> _MATERIAL FOR THE TASK_:
━━━━━━━━━━━━━━━━━━━━

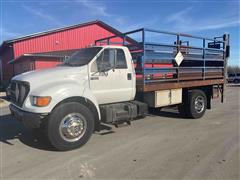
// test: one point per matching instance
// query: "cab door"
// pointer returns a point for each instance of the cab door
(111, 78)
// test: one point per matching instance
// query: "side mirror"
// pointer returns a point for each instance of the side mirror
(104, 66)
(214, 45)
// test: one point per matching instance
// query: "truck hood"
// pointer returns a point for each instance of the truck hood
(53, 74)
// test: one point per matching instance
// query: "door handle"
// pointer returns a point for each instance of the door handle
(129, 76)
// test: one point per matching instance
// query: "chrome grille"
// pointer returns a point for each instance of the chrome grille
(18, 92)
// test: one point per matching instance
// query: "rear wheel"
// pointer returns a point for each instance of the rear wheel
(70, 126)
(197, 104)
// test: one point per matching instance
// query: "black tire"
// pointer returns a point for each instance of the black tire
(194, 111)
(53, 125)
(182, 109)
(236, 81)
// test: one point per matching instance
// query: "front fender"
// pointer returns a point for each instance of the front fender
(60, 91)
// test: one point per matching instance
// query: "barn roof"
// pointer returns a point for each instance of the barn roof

━━━━━━━━━━━━━━━━━━━━

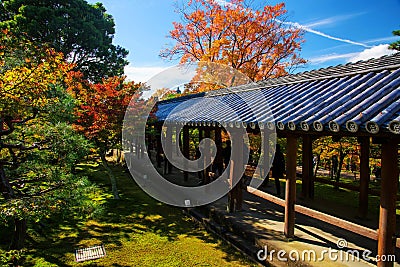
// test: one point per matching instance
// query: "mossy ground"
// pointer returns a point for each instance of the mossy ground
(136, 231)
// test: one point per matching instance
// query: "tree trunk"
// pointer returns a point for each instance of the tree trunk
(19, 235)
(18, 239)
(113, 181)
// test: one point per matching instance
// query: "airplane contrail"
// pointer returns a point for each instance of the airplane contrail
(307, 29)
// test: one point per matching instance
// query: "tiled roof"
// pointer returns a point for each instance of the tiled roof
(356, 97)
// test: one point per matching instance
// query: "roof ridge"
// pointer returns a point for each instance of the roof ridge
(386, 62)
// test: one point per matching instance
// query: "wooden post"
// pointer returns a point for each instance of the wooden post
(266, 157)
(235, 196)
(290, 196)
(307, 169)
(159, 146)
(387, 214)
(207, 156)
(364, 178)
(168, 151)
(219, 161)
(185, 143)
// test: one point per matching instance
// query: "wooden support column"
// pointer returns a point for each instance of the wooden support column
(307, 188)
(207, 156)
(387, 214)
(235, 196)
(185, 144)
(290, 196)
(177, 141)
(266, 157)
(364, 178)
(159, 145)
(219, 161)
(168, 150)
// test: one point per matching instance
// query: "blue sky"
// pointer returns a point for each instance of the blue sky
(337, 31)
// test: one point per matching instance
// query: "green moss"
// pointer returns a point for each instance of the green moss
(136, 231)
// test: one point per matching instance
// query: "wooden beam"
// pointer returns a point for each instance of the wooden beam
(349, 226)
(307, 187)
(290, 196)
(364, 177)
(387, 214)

━━━━━━━━━━━━━━━━━━━━

> _THE PROBLEM_: A single number is expected: how many lines in the material above contain the word "barn".

> _RESPONSE FOR THIS EXERCISE_: 2